▶ _ABOUT THIS TASK_: Every record must be repeated exactly, with no omission.

▶ _PROVIDED INFORMATION_:
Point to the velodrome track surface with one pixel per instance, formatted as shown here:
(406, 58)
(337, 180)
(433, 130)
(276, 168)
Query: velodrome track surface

▶ _RESPONSE BOX_:
Point to the velodrome track surface with one pixel per instance, formatted as shown here:
(406, 58)
(337, 180)
(433, 130)
(276, 168)
Query: velodrome track surface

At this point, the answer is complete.